» REQUIRED WORK
1 – Answer these from the passage on producing a sintering additive:
(a) What pressure range is preferred for the system?
(b) What is the preferred residence time of the feedstock in the apparatus?
(c) What happens to the yield of the sintering additive as the heating temperature of the raw material rises?
2 – Print the part of the sintering additive passage that opens with the words containing "The vacuum in" and closes with "to 30 seconds.".
3 – Carry on the sintering additive passage from its last sentence.

» EXCERPTED PASSAGE
+ + + + +
All other things being equal, the higher the heating temperature of the raw material, the better is the quality of the sintering additive in terms of “ring and ball softening temperature (R&B)”, but the lower its yield becomes. The maximum temperature in the chamber is constrained by the potential for coke formation and the residence time of the mixture in the evaporator. The temperature is optimally maintained between 40° and 450° C.

The vacuum in the system can significantly reduce the temperature at which light hydrocarbons begin to evaporate, consequently diminishing the risk of coking in the released heavy residue. A reduction in the pressure facilitates a decrease in the volatile component content in the sintering additive, owing to enhanced evaporation conditions for intermediate products (or resins of secondary origin). The pressure is preferably set between minus 90 and minus 100 kPa.

The residence time of the feedstock in the apparatus is calculated based on the condition required to obtain a product with a residual mass fraction of volatile components of not more than 60%, and preferably ranges between 20 to 30 seconds.

It is desirable that the process be carried out from a film with a thickness not more than 1.5 mm, most preferably not more than 1.2 mm, and in the range of 1.1 to 1.15. Evaporation of a substance from a thin film of this specified thickness on the evaporator surface ensures high rates of heat and mass transfer. Moreover, the film thickness directly influences the quality of the resulting sintering additive, specifically, a lower quantity of volatile substances enhances sintering ability. Additionally, the film with a specified thickness according to the claimed method reduces the risk of coking. When a film is thicker, there is a risk of coking on the walls, and the scrapers may struggle to cope, potentially causing the rotor to jam. If the thickness is less than specified, the evaporation becomes excessively intense, preventing adequate drainage of the residue and leading to local build-ups, which in turn result in coking.
+ + + + +
» Records
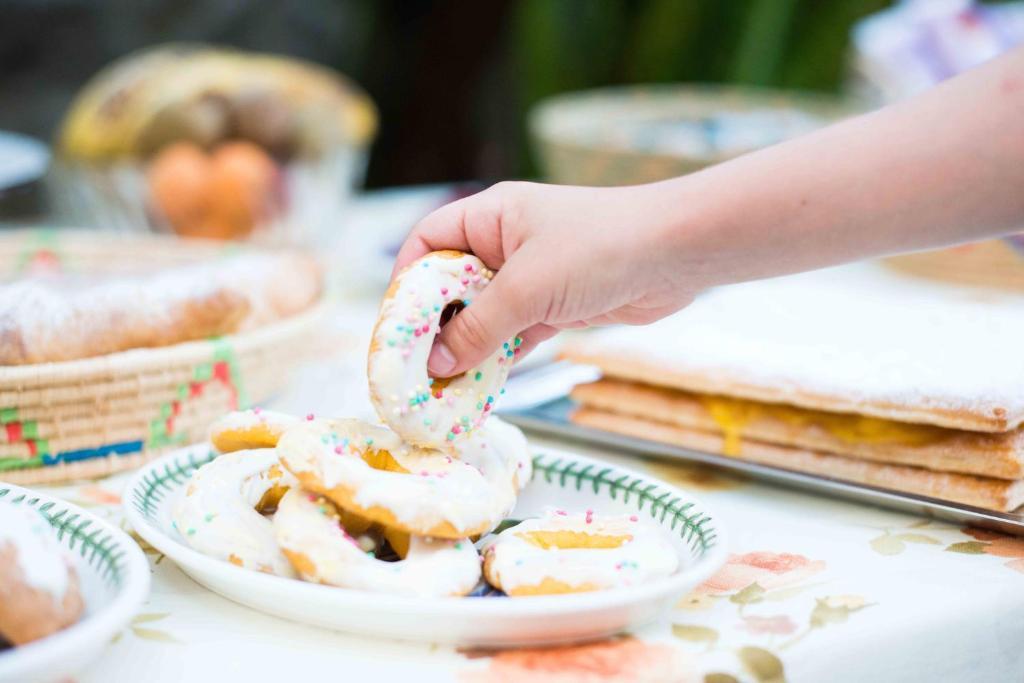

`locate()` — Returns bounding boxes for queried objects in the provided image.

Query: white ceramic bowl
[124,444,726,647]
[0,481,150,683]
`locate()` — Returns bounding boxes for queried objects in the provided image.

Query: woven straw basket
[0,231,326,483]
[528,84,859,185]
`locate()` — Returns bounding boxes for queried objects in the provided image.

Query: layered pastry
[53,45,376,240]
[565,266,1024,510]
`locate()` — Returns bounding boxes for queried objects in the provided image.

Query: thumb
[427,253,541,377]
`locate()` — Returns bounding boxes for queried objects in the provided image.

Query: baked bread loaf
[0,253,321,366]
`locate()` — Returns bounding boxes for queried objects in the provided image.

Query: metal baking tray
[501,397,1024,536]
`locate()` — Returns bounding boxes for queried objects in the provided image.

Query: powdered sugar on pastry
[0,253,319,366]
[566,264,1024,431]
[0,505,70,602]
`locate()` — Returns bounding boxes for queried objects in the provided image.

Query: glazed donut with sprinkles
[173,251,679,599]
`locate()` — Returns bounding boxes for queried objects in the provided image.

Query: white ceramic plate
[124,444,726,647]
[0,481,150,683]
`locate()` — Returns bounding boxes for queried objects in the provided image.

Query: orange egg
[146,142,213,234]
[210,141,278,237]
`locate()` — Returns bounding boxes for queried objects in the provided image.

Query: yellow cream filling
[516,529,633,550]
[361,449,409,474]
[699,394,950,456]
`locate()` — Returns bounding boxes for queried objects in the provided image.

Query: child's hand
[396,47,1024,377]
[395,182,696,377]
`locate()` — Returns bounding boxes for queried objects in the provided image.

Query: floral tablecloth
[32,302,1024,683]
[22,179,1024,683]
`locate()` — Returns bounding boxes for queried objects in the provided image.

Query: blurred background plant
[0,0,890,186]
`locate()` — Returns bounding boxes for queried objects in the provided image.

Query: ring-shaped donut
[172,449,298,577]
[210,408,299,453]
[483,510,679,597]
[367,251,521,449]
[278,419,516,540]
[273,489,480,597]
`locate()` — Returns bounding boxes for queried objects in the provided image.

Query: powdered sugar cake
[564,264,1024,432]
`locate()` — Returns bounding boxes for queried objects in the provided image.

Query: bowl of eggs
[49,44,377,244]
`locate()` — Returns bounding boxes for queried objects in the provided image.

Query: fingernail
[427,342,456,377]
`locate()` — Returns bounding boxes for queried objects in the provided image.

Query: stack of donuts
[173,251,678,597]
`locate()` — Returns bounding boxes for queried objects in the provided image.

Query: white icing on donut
+ + + + +
» TASK-BY-TASK ANSWERS
1 –
(a) Between minus 90 and minus 100 kPa.
(b) Between 20 and 30 seconds.
(c) The yield becomes lower.

2 –
The vacuum in the system can significantly reduce the temperature at which light hydrocarbons begin to evaporate, consequently diminishing the risk of coking in the released heavy residue. A reduction in the pressure facilitates a decrease in the volatile component content in the sintering additive, owing to enhanced evaporation conditions for intermediate products (or resins of secondary origin). The pressure is preferably set between minus 90 and minus 100 kPa.

The residence time of the feedstock in the apparatus is calculated based on the condition required to obtain a product with a residual mass fraction of volatile components of not more than 60%, and preferably ranges between 20 to 30 seconds.

3 –
The feedstock (the stream of the separated heavy residue from the vacuum distillation column) is fed to the upper part of the reactor by a distribution device as shown in FIG. 7, through discrete feed points evenly spaced along the diameter of the distribution device. This input ensures additional prevention of the equipment from coking over time and the elimination of coking inclusions in the resulting sintering additive.

Uniform distribution of the feedstock along the height of the apparatus is ensured by the working elements (blades) of the rotor, distributed along the height of the rotor in the form of a spiral fragment, as shown in FIG. 8.

Stream redistributors are provided along the height of the apparatus, which are circle-shaped metal plates installed along the height of the reactor. The plates have grooves for scrapers. Their purpose is to ensure uniform application of the feedstock stream to the walls along the height of the reactor, thereby preventing stagnant zones. This arrangement is shown in FIG. 9.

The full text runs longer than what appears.